DESCRIPTION OF THE TASK:
Rewrite the rows below, changing every "a single pixel" to "one point" and leaving the rest of each line as it stands.

SOURCE DATA:
◆ ◆ ◆ ◆

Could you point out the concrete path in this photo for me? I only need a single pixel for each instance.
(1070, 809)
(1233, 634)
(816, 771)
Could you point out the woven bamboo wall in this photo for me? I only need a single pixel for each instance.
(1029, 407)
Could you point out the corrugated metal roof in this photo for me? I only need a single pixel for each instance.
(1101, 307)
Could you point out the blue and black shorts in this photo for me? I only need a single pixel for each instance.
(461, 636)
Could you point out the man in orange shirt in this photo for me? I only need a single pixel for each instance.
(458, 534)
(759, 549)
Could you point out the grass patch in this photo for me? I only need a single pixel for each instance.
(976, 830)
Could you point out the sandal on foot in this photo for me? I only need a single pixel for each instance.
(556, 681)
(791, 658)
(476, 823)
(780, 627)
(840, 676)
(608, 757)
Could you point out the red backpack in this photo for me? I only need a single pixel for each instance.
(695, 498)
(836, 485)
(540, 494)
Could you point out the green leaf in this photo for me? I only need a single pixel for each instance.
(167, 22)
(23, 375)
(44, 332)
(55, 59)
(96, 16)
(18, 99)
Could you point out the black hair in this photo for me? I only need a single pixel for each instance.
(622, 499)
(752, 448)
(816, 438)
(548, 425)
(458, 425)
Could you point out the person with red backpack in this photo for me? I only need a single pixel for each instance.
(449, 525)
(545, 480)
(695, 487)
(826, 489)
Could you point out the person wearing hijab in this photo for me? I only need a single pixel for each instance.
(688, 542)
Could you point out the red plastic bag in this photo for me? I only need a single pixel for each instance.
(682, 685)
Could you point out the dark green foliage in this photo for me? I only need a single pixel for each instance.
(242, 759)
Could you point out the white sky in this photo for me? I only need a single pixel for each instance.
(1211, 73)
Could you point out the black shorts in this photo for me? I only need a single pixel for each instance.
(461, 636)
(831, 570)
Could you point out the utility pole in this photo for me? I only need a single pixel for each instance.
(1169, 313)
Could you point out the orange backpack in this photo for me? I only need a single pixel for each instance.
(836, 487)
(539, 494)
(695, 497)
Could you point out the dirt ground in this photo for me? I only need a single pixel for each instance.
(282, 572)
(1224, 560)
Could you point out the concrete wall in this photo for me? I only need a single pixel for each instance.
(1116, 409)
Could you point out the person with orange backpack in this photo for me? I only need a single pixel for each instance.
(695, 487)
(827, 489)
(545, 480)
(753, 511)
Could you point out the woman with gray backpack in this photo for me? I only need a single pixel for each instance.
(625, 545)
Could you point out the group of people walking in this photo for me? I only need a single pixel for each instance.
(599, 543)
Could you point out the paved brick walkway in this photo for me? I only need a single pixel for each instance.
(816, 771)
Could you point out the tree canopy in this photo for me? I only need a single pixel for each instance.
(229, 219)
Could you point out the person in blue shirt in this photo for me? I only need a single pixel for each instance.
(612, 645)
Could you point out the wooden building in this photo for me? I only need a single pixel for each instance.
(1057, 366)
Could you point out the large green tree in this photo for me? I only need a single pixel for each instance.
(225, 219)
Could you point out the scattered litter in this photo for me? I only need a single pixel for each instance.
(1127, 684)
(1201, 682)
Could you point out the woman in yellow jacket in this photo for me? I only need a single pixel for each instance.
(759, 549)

◆ ◆ ◆ ◆

RESULT BELOW:
Could you point out the concrete path in this photo for me? I only need one point for each instance.
(1070, 809)
(1233, 634)
(816, 771)
Could you point out the woven bamboo wall in this photo for me? I only need one point for each instance.
(1029, 407)
Could you point out the corrugated metal roof in this photo for me? I only need one point for each instance.
(1101, 307)
Could you point out the blue and black shorts in this photo for me? I only need one point for each instance.
(461, 636)
Could you point out the man in orange shirt in this photo for me? I only need one point for each instance.
(458, 534)
(759, 549)
Could you point out the grass patch in this photo for me? I only need one point for each instance.
(976, 830)
Could you point out the sandal on foot in this photo for me? I only need one point for each instance.
(556, 681)
(791, 658)
(476, 823)
(780, 627)
(840, 676)
(608, 757)
Could you point out the red backpack in this photo for me? I only need one point for each instance.
(695, 498)
(836, 485)
(540, 494)
Could you point out the green leaf in this photo for me? I only need one point for each instance.
(167, 22)
(23, 375)
(44, 332)
(55, 59)
(96, 16)
(18, 99)
Could you point out the black hair in this photo for me? I only need one point for each instance.
(622, 499)
(752, 448)
(816, 438)
(548, 425)
(458, 425)
Could you point out the person with red backpack in this photo for me? I only need one point for each instance.
(449, 525)
(545, 480)
(695, 487)
(826, 489)
Could you point out the person wearing hijab in this photo for me? I only need one point for each instance.
(688, 542)
Could you point out the red plastic bag in this photo for me? I only need one point for each instance.
(682, 685)
Could you point out the dark green foliage in this photo for me? I only need one point for each instance.
(242, 759)
Could you point out the white sky in this photo for me? I only need one point for each instance.
(1211, 73)
Could you point out the black shorts in this photo for me? I only need one point for each instance.
(461, 636)
(831, 570)
Could you point out the utility pole in this photo for me? I only need one point for each instance.
(1169, 313)
Could you point out the orange backpack in this photo for me? I only need one point for each instance.
(836, 487)
(539, 494)
(695, 497)
Could you point out the dirt ground in this photo for me? I only need one point for each instance.
(282, 572)
(1224, 560)
Could you point out the concrete wall in this photo for me? I only need one point for each instance.
(1116, 409)
Could you point out the person with orange backpack in this photo for me? I only need one point for each instance.
(695, 487)
(827, 489)
(545, 480)
(753, 511)
Could you point out the woman with gray backpack in this photo for me? I only need one point for each instance.
(625, 545)
Could you point out the group of people walking in this photo for me? I only need one point for each instance.
(599, 543)
Could you point out the paved brick walkway in this photo for me? I only need one point for each instance.
(816, 771)
Could you point out the tree canopy in this photo for me? I only need one point for each instance.
(229, 219)
Could you point out the person in blue shirt in this photo for me? I only need one point for each instance.
(612, 645)
Could you point out the wooden building in this photo for me? I only need one point for each instance.
(1057, 366)
Could you point out the large green tree in this photo for me? I only need one point for each instance.
(225, 219)
Could you point out the scattered litter in this photo for me? I only need one point for each instance.
(1127, 684)
(1201, 682)
Could you point out the woman in yellow jacket in this photo for me? I only need one point for each instance.
(759, 549)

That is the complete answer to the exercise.